Rewrite all of the rows below as a numbered list, dropping the blank lines. Leave the pictures out of your answer.

################

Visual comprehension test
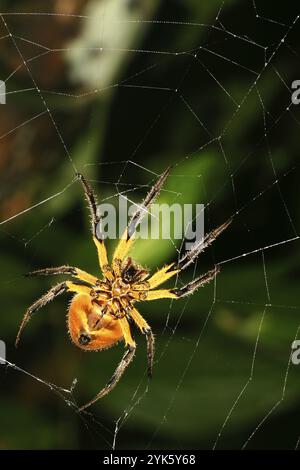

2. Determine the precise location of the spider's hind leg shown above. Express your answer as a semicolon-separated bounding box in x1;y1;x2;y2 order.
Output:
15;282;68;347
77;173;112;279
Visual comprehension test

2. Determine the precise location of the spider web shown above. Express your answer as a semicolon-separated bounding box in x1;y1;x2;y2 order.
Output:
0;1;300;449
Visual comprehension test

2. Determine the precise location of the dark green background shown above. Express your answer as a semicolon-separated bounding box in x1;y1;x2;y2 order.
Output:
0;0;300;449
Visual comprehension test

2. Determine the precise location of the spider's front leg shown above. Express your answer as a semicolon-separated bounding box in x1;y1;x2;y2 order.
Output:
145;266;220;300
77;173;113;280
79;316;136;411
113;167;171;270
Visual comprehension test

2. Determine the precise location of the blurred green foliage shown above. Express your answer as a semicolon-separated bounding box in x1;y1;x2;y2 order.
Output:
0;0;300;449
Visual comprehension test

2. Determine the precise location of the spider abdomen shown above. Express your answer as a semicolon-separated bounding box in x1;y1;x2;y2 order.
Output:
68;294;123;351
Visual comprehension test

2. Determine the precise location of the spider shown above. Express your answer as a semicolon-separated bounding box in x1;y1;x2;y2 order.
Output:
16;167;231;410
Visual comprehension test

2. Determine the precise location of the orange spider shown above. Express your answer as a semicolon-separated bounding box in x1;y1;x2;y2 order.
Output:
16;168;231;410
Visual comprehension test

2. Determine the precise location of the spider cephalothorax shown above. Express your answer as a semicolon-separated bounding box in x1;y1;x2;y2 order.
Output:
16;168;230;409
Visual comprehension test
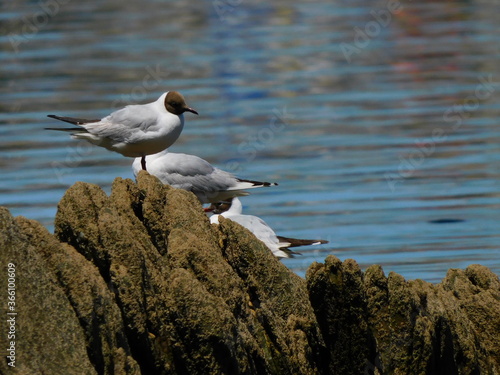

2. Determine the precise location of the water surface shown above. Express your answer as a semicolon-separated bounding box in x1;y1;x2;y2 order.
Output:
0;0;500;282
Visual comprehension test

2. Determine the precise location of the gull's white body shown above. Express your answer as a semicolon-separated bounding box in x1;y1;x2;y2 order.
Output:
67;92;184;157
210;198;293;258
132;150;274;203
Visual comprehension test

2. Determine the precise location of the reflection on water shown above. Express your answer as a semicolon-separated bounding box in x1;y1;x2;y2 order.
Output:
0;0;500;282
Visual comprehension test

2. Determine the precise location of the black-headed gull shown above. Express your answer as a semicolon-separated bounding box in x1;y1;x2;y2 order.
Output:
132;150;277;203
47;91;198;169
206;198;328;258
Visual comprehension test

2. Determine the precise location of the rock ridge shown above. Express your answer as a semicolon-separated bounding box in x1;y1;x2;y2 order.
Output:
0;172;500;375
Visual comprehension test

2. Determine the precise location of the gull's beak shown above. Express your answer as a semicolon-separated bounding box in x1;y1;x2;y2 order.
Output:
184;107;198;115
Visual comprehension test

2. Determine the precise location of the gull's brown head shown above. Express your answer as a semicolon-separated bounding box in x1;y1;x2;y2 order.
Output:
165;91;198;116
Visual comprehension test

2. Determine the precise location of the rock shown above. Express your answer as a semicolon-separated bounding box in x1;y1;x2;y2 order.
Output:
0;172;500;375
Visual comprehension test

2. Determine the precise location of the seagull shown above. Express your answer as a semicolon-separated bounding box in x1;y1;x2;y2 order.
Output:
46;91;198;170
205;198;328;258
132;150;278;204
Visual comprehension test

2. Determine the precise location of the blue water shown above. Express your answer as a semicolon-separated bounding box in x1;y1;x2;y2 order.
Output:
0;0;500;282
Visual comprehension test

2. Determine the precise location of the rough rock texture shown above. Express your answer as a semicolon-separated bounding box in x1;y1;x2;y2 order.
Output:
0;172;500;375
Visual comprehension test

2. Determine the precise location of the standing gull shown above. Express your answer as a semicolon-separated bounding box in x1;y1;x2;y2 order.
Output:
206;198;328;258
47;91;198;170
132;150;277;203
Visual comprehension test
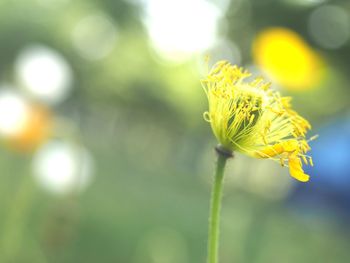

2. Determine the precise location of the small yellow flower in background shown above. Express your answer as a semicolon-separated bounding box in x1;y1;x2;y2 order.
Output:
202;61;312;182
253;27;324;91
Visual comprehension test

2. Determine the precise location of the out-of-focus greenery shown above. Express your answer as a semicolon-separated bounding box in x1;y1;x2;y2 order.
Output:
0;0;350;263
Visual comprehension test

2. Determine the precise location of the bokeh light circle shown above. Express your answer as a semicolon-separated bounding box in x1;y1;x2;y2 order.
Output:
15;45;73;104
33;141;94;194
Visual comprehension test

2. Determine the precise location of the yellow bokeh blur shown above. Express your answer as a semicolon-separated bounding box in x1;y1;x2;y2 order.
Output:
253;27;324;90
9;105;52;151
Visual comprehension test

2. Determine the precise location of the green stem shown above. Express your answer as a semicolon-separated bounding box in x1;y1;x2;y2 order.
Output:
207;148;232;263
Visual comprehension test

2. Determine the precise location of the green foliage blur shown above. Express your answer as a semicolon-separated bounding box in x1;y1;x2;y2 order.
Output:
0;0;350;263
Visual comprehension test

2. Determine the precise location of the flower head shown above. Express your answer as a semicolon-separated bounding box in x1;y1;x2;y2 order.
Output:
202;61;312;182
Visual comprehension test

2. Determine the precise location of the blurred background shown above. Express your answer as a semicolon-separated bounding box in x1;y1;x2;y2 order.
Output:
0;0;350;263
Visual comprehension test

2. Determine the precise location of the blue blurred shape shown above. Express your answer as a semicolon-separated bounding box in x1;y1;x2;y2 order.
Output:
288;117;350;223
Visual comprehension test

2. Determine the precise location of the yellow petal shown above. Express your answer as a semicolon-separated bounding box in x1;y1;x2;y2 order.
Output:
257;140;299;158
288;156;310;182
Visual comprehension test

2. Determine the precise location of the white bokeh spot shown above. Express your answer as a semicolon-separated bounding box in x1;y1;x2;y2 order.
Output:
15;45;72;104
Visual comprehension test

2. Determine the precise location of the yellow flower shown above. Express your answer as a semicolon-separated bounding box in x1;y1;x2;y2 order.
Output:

################

**Exercise result**
1. Visual comprehension test
2. 2. Determine the precise location of the spider's hind leg shown above. Express your answer as a semicolon-separated bounding box in x1;y1;x2;y2 order.
3. Output:
4. 15;282;68;347
5. 77;173;112;279
6. Visual comprehension test
7. 2. Determine the precise location of the spider web shown above. Express your answer as a semicolon-separated bounding box in x1;y1;x2;y2 order.
8. Output:
9. 0;1;300;449
10. Visual comprehension test
11. 2. Determine the precise location of the dark green background shown above. Express your answer as a semicolon-separated bounding box in x1;y1;x2;y2 order.
12. Output:
13. 0;0;300;449
14. Visual comprehension test
15. 2. Determine the precise location of the spider's front leg shown above. Express your answer as a semicolon-separated bounding box in x1;y1;x2;y2 order.
16. Output:
17. 145;266;220;300
18. 77;173;113;280
19. 79;316;136;411
20. 113;167;171;270
21. Visual comprehension test
22. 2. Determine the precise location of the blurred green foliage shown above. Express your answer as a semicolon-separated bounding box in x1;y1;x2;y2 order.
23. Output:
24. 0;0;300;449
25. Visual comprehension test
26. 2. Determine the precise location of the spider abdomen shown above. Express your answer as a semicolon-separated bounding box in x1;y1;x2;y2 order.
27. Output:
28. 68;294;123;351
29. Visual comprehension test
30. 2. Determine the precise location of the spider shown above. Express your answer as a semicolon-separated bounding box in x1;y1;x2;y2 order.
31. Output:
32. 16;167;231;410
33. Visual comprehension test
34. 2. Determine the precise location of the orange spider shown above. Express your answer as a semicolon-separated bounding box in x1;y1;x2;y2 order.
35. Output:
36. 16;168;231;410
37. Visual comprehension test
38. 2. Determine the precise location of the spider cephalothorax shown above. Express your answer as a semicolon-separated bounding box in x1;y1;x2;y2 order.
39. Output:
40. 16;168;230;409
41. Visual comprehension test
42. 2. Determine the precise location of the water surface shown above. Express your answer as a semicolon-separated bounding box in x1;y1;x2;y2 order.
43. Output:
44. 0;0;500;282
45. Visual comprehension test
46. 2. Determine the precise location of the gull's white body shown above. Express your answer as a semicolon-separated bounding box in x1;y1;x2;y2 order.
47. Output:
48. 67;92;184;157
49. 210;198;293;258
50. 132;150;274;203
51. Visual comprehension test
52. 2. Determine the precise location of the reflection on water shown above. Express your answer as a semicolon-separated bounding box in x1;y1;x2;y2 order.
53. Output:
54. 0;0;500;282
55. Visual comprehension test
56. 2. Determine the precise location of the black-headed gull shown above. Express your answer as a semicolon-separated bounding box in x1;y1;x2;y2 order.
57. Output:
58. 132;150;277;203
59. 47;91;198;169
60. 206;198;328;258
61. Visual comprehension test
62. 2. Determine the precise location of the rock ridge shown above. Express your answer as a semicolon-separated bounding box in x1;y1;x2;y2 order.
63. Output:
64. 0;172;500;375
65. Visual comprehension test
66. 2. Determine the precise location of the gull's beak shown above. Express your answer as a semicolon-separated bounding box in x1;y1;x2;y2 order.
67. Output:
68. 184;107;198;115
69. Visual comprehension test
70. 2. Determine the precise location of the gull's brown head shown above. Express your answer as a semicolon-separated bounding box in x1;y1;x2;y2 order.
71. Output:
72. 165;91;198;116
73. Visual comprehension test
74. 2. Determine the precise location of the rock shown above. Express your answer as a semicolon-separated bounding box in x1;y1;x2;y2 order.
75. Output:
76. 0;172;500;375
77. Visual comprehension test
78. 2. Determine the precise location of the seagull shown above. Express your answer as a semicolon-separated bounding box in x1;y1;x2;y2 order.
79. Output:
80. 46;91;198;170
81. 205;198;328;258
82. 132;150;278;204
83. Visual comprehension test
84. 2. Determine the precise location of the blue water shown above. Express your answer as a semicolon-separated bounding box in x1;y1;x2;y2 order.
85. Output:
86. 0;0;500;282
87. Visual comprehension test
88. 2. Determine the precise location of the rough rock texture shown above. Express your answer as a semicolon-separated bounding box in x1;y1;x2;y2 order.
89. Output:
90. 0;172;500;375
91. Visual comprehension test
92. 2. Determine the precise location of the standing gull shown above. Express your answer as a semicolon-separated bounding box in x1;y1;x2;y2 order.
93. Output:
94. 206;198;328;258
95. 47;91;198;170
96. 132;150;277;203
97. Visual comprehension test
98. 2. Determine the precise location of the small yellow flower in background shown above. Express your answer as a semicolon-separated bounding box in x1;y1;x2;y2 order.
99. Output:
100. 202;61;312;182
101. 253;27;324;91
102. Visual comprehension test
103. 2. Determine the precise location of the out-of-focus greenery shown above. Express your answer as a semicolon-separated bounding box in x1;y1;x2;y2 order.
104. Output:
105. 0;0;350;263
106. Visual comprehension test
107. 2. Determine the precise location of the bokeh light circle shown above. Express your answer as a semicolon-separated bounding box in x1;y1;x2;y2 order.
108. Output:
109. 15;45;73;104
110. 33;141;94;194
111. Visual comprehension test
112. 2. Determine the precise location of the yellow bokeh blur shown above. Express your answer as a semicolon-separated bounding box in x1;y1;x2;y2 order.
113. Output:
114. 253;27;324;90
115. 9;105;52;151
116. Visual comprehension test
117. 2. Determine the precise location of the green stem shown above. Express your answer as a semicolon-separated bounding box in x1;y1;x2;y2 order.
118. Output:
119. 207;148;232;263
120. Visual comprehension test
121. 2. Determine the precise location of the green foliage blur shown above. Express your answer as a semicolon-separated bounding box in x1;y1;x2;y2 order.
122. Output:
123. 0;0;350;263
124. Visual comprehension test
125. 2. Determine the precise location of the flower head shown above. Express your answer as a semicolon-separated bounding box in x1;y1;x2;y2 order.
126. Output:
127. 202;61;312;182
128. Visual comprehension test
129. 2. Determine the precise location of the blurred background shown above. Express your answer as a semicolon-separated bounding box in x1;y1;x2;y2 order.
130. Output:
131. 0;0;350;263
132. Visual comprehension test
133. 2. Determine the precise location of the blue blurred shape shown above. Express your answer as a semicolon-separated bounding box in x1;y1;x2;y2 order.
134. Output:
135. 288;117;350;223
136. Visual comprehension test
137. 2. Determine the precise location of the yellow petal shown above. Express your answer as a semicolon-separated bounding box in x1;y1;x2;y2 order.
138. Output:
139. 257;140;299;158
140. 288;156;310;182
141. Visual comprehension test
142. 2. Determine the precise location of the white bokeh spot shown above. Express your answer as a semicolon-separated bounding box in x1;y1;x2;y2 order.
143. Output:
144. 15;45;72;104
145. Visual comprehension test
146. 2. Determine the precise location of the yellow flower shown above. Express your answer as a semicolon-separated bounding box in x1;y1;x2;y2 order.
147. Output:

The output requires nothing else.